------ Given information
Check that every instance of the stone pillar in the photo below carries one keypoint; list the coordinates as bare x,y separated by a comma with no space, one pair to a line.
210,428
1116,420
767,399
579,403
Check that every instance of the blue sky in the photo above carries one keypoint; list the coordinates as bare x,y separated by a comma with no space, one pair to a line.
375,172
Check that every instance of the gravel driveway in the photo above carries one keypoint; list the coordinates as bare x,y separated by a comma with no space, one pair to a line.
------------
> Given problem: Please return the data above word for word, with nothing changed.

> Expected answer:
Check that every instance of the stone pillar in the photo below carries one keypoint; list the coordinates as bare x,y separated by a comma with no space, one pair to a line.
210,428
1116,420
767,399
579,403
Check that every instance of the blue sky in the photo above carries one keypoint; list the coordinates as bare x,y separated by a comma with no space, one pair to a line.
375,172
Check that every instance of the gravel driveway in the photo above carries one keypoint; list the coordinates as bare x,y separated by a comma with no space, one pair to a line.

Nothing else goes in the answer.